• _EXERCISE PROMPT_
Rewrite all of the records below, substituting "image region" for each occurrence of "on-screen element" and leaving every other part unchanged.

• _RECORDS FOR THE TASK_
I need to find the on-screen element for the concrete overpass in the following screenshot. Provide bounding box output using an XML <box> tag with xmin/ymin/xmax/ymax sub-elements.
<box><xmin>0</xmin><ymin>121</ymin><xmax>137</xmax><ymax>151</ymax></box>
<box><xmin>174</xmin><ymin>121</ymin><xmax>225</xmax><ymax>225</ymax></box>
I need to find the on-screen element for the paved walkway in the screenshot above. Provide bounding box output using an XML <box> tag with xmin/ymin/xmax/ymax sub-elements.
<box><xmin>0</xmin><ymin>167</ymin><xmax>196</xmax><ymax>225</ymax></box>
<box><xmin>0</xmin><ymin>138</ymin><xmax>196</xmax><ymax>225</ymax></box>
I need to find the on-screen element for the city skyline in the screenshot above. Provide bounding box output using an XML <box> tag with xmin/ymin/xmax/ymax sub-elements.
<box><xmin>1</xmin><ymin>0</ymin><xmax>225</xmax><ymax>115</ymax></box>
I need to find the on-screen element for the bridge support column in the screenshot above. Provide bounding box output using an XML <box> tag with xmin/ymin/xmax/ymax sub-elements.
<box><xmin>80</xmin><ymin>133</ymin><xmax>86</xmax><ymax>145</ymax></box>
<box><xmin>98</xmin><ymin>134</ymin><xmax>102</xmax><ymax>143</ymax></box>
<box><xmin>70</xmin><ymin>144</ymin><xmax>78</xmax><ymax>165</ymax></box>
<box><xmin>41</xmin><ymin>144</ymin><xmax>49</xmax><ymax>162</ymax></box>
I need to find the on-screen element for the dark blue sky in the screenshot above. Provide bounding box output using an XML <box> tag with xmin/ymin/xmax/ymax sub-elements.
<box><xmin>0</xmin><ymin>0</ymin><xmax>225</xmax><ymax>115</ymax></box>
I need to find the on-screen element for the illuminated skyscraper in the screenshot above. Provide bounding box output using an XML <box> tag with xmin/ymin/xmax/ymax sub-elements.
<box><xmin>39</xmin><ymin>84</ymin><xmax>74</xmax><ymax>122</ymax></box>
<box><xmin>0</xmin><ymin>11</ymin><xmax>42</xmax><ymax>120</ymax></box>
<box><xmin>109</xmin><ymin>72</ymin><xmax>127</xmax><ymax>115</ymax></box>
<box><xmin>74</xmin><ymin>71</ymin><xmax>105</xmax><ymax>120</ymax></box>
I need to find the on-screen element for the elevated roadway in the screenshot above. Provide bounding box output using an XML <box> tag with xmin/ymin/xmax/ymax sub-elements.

• _THE ANSWER_
I need to find the image region for the concrete overpass in the following screenshot. Provide bounding box output using an XML <box> tag with xmin/ymin/xmax/ymax sub-elements.
<box><xmin>0</xmin><ymin>121</ymin><xmax>137</xmax><ymax>151</ymax></box>
<box><xmin>174</xmin><ymin>121</ymin><xmax>225</xmax><ymax>225</ymax></box>
I need to find the image region for the paved walkway in the screenshot above. Provide bounding box output using an XML <box> tag with xmin/ymin/xmax/ymax sub-elements.
<box><xmin>0</xmin><ymin>167</ymin><xmax>196</xmax><ymax>225</ymax></box>
<box><xmin>0</xmin><ymin>138</ymin><xmax>196</xmax><ymax>225</ymax></box>
I need to find the image region for the city skyline in the screenshot above. Provide bounding box output using an XML <box> tag with xmin/ymin/xmax/ymax sub-elements.
<box><xmin>1</xmin><ymin>0</ymin><xmax>225</xmax><ymax>115</ymax></box>
I need to find the image region for the bridge support column in the screenshot above. Provide bounding box output using an XML <box> tag with xmin/ymin/xmax/ymax sub-elements.
<box><xmin>80</xmin><ymin>133</ymin><xmax>86</xmax><ymax>145</ymax></box>
<box><xmin>98</xmin><ymin>134</ymin><xmax>102</xmax><ymax>143</ymax></box>
<box><xmin>70</xmin><ymin>144</ymin><xmax>78</xmax><ymax>165</ymax></box>
<box><xmin>41</xmin><ymin>144</ymin><xmax>49</xmax><ymax>162</ymax></box>
I need to find the image region for the dark blue sky in the screenshot above. Provide bounding box output using an XML <box> tag with xmin/ymin/xmax/ymax sub-elements.
<box><xmin>0</xmin><ymin>0</ymin><xmax>225</xmax><ymax>115</ymax></box>
I need to find the image region for the illuminated skyscraper in the screenshot above. Provide bounding box output using an XML <box> tag with xmin/ymin/xmax/ymax sub-elements.
<box><xmin>39</xmin><ymin>84</ymin><xmax>74</xmax><ymax>122</ymax></box>
<box><xmin>0</xmin><ymin>11</ymin><xmax>42</xmax><ymax>120</ymax></box>
<box><xmin>109</xmin><ymin>72</ymin><xmax>127</xmax><ymax>115</ymax></box>
<box><xmin>74</xmin><ymin>71</ymin><xmax>105</xmax><ymax>120</ymax></box>
I need to find the image region for the elevated roadway in the screenshot above. Provide bounding box output using an XML <box> tag with xmin/ymin/xmax/ymax sub-elements.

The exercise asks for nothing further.